--- Begin Records supplied ---

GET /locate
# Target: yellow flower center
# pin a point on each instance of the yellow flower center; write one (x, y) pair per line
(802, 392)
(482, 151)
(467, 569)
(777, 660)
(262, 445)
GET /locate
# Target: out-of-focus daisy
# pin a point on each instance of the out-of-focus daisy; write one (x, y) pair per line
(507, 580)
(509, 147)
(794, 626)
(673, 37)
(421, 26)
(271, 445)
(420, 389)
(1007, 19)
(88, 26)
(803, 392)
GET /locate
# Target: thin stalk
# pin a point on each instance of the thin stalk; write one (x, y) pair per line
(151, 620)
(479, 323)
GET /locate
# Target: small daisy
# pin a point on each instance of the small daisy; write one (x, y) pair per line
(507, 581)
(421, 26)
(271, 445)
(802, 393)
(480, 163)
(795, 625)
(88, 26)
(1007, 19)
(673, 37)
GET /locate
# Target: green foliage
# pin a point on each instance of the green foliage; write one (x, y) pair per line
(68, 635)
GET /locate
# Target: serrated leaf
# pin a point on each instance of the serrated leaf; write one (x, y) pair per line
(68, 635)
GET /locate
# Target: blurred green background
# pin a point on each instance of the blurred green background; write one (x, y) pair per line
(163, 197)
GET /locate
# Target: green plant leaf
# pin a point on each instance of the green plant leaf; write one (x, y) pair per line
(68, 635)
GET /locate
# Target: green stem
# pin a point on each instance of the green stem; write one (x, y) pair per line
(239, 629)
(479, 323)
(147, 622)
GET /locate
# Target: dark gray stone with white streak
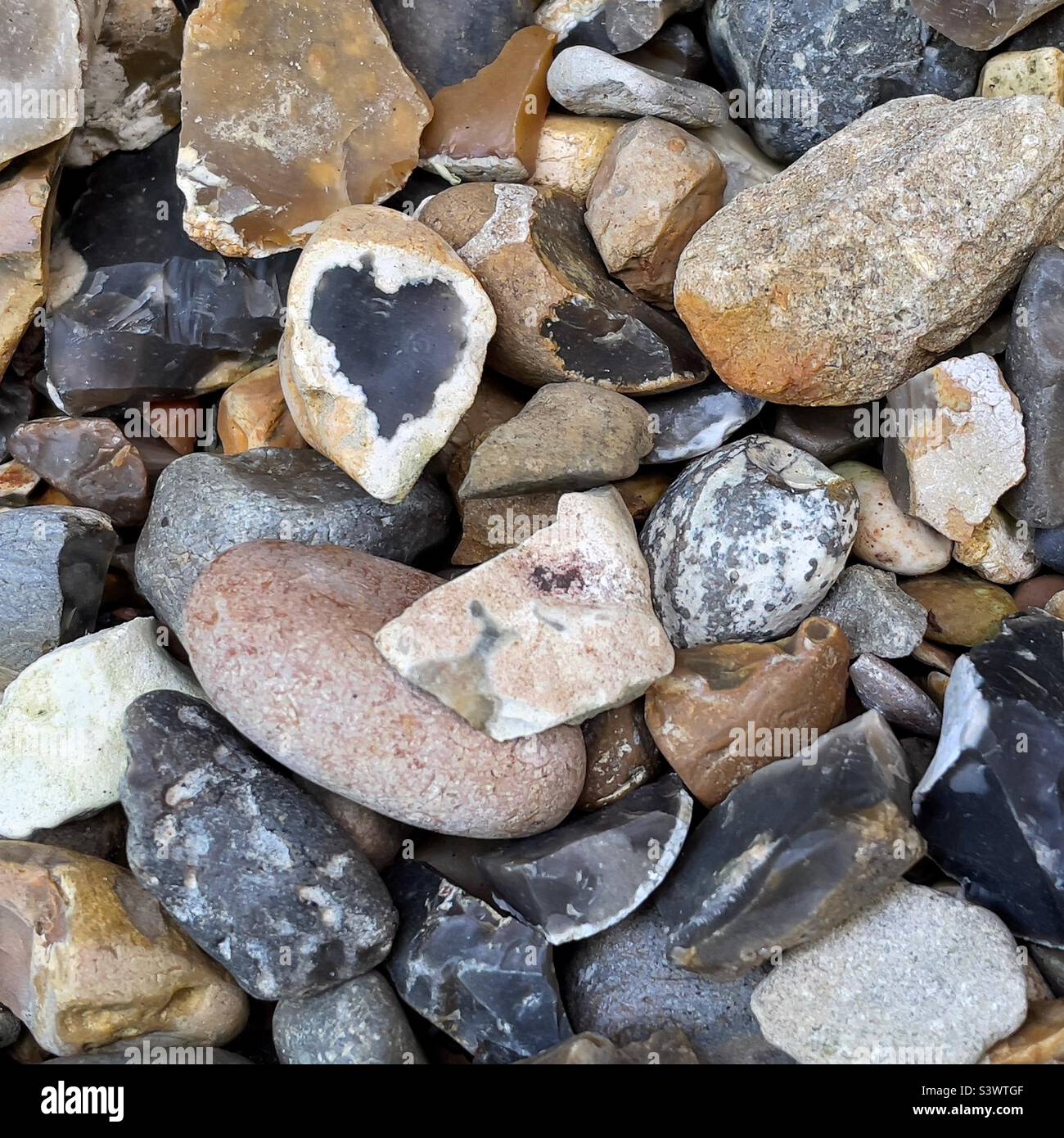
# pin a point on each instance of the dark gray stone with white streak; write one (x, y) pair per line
(52, 569)
(845, 58)
(205, 504)
(746, 543)
(485, 979)
(358, 1023)
(588, 874)
(250, 867)
(990, 802)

--- End Records supplied ---

● Direction: Each record above must be returned exactly as written, with its pictures omitted.

● Result:
GET /locate
# Target: yellow flower center
# pin a point on each instance of the yellow flower center; write one (x, y) pair per line
(802, 392)
(482, 151)
(467, 569)
(777, 660)
(262, 445)
GET /locate
# Target: out-of-focus daisy
# pin a point on each instance of the out-of-focus daisy; write one (x, y) pair per line
(507, 580)
(509, 147)
(794, 626)
(673, 37)
(421, 26)
(271, 445)
(420, 389)
(1007, 19)
(88, 26)
(803, 392)
GET /locate
# Target: thin stalk
# pin a point on each instance of the thin stalk; write one (x, y) pair per line
(151, 620)
(479, 323)
GET /locate
# Target: small daisy
# pin a point on each instance of the small daisy; write one (x, y) pair per line
(507, 581)
(421, 26)
(271, 445)
(802, 393)
(480, 163)
(795, 625)
(88, 26)
(1007, 19)
(673, 37)
GET /locate
# Target: green foliage
# pin a point on each instance of the green foliage; write one (x, y) pair per line
(68, 635)
GET /locate
# Target: serrated leaf
# pin a point on each instance of the serrated leaf; write one (x, y) pair per line
(68, 635)
GET /locate
# Target: blurred green background
# pin a point on each instance of the blurred green background; write one (x, y) pair per line
(163, 197)
GET /locate
# Target: green plant leaf
# pin a point on each instance of the green plant leaf; write one (x, y) pair per line
(68, 635)
GET /locate
# Target: green stem
# pin a point on each instance of the green stem; write one (x, y) pair per line
(239, 629)
(479, 323)
(147, 622)
GET /locate
# Target: dark gray stone with white streak
# pin a point on each instance of the dark gray stone with white streak; write one (x, y) pair per line
(52, 569)
(845, 58)
(205, 504)
(746, 543)
(485, 979)
(358, 1023)
(588, 874)
(250, 867)
(990, 802)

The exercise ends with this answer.